DO THIS: Print the lines of the records verbatim, starting at the first line of the records and ending at the line that contains "[[[0,2],[0,191],[255,191],[255,2]]]", with both ends included.

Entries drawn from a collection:
::::

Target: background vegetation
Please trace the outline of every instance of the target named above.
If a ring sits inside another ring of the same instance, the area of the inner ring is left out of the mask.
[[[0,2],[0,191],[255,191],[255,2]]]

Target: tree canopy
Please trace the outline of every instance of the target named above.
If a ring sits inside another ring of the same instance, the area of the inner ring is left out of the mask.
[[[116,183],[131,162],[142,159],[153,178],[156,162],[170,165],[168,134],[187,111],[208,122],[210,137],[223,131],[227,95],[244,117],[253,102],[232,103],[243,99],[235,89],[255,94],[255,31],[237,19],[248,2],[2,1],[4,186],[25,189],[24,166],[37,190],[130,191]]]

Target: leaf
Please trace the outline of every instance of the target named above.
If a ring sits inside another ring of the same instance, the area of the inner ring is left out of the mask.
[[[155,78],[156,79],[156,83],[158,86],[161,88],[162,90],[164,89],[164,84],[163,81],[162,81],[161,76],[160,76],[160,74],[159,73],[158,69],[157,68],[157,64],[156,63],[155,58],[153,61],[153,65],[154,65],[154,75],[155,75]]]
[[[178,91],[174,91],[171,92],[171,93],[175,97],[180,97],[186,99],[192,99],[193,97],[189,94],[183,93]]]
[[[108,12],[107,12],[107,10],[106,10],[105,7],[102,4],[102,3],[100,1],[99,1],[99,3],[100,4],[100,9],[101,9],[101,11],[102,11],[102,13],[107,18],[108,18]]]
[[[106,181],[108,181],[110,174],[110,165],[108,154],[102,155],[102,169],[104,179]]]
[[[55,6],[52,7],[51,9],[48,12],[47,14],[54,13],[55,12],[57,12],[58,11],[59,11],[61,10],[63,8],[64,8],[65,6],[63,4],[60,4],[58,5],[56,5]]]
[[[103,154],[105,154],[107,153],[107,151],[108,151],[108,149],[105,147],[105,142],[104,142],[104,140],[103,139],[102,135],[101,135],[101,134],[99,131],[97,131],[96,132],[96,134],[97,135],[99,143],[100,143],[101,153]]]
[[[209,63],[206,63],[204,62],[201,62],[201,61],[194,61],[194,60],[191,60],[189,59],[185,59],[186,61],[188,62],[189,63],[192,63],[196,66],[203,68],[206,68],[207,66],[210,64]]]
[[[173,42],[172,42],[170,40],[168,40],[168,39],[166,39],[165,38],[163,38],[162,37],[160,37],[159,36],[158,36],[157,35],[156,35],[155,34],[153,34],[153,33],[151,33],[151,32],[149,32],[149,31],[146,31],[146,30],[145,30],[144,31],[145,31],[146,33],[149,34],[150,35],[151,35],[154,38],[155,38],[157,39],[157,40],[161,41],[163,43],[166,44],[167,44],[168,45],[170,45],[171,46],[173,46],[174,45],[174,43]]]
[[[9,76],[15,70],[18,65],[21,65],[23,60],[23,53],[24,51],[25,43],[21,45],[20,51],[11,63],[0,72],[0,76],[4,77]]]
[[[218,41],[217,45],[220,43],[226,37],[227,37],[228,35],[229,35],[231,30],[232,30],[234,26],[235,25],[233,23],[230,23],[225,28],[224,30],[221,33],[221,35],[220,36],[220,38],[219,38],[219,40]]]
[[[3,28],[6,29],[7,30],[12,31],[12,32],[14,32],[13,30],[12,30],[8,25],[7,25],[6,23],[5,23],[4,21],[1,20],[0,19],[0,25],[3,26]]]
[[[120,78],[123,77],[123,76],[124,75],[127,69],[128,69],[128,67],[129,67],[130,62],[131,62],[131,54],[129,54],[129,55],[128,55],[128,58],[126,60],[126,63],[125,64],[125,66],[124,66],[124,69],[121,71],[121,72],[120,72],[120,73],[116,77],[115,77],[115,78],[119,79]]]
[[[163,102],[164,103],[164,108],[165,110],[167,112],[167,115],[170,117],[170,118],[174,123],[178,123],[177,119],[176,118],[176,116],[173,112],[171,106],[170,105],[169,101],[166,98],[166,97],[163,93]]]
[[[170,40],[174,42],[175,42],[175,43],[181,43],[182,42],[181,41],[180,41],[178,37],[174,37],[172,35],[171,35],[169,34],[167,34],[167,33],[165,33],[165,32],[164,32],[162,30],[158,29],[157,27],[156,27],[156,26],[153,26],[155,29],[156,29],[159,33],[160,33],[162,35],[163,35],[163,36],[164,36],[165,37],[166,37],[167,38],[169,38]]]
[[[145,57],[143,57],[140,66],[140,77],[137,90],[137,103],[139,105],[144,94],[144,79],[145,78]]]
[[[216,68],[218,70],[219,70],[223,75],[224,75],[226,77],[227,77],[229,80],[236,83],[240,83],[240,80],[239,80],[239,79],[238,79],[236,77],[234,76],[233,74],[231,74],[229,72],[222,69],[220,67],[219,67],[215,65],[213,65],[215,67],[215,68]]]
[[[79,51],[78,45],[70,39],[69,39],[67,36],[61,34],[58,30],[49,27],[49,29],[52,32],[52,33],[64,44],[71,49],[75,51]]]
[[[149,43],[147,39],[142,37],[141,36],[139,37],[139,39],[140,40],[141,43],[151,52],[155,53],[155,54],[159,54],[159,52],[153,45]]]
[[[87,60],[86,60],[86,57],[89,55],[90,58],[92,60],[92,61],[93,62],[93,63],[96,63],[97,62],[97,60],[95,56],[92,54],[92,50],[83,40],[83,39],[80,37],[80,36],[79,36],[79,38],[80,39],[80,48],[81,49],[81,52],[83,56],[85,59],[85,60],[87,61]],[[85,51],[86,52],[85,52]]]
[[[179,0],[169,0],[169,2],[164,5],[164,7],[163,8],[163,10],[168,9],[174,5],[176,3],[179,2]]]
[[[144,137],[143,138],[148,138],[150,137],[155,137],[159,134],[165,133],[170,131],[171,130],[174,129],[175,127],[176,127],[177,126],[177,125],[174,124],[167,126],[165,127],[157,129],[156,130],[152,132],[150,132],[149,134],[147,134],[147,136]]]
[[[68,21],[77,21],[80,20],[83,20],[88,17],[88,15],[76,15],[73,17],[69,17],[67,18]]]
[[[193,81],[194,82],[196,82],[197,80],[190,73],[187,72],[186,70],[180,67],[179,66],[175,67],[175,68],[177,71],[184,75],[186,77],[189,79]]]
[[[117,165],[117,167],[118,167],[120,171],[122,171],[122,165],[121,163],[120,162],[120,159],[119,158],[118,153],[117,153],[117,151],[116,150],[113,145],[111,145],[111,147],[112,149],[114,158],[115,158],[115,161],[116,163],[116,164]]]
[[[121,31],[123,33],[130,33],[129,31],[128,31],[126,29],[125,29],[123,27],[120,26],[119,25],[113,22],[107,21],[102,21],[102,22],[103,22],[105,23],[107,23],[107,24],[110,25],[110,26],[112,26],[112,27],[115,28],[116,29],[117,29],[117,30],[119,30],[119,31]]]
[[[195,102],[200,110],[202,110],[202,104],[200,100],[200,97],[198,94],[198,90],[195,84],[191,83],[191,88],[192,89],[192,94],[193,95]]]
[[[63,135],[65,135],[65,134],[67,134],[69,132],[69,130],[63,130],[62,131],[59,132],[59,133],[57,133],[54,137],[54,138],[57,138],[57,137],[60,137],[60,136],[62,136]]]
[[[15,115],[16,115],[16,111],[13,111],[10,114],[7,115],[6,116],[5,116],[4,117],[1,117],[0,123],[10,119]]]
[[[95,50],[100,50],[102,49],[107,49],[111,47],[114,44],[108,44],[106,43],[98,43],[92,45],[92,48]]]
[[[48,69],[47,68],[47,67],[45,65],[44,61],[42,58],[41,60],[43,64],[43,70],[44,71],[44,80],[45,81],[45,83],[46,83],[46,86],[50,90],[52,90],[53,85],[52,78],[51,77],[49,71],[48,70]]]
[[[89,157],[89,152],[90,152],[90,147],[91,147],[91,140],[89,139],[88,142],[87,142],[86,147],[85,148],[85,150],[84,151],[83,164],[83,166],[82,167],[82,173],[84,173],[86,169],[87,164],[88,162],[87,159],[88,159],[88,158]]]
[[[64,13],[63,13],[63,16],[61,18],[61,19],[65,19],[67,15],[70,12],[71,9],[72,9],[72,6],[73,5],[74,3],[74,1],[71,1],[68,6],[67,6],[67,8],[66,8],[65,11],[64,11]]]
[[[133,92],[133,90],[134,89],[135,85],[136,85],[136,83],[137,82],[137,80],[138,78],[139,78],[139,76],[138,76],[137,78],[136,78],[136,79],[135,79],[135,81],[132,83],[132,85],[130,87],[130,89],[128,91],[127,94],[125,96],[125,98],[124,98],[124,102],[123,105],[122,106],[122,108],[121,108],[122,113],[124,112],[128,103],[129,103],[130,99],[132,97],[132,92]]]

::::

REPLY TO THE TASK:
Target: background vegetation
Please trace the outline of every instance of the target named above.
If a ring sits inside another ring of the same instance, the area of the inner ring is left out of the mask.
[[[0,2],[0,191],[255,191],[255,2]]]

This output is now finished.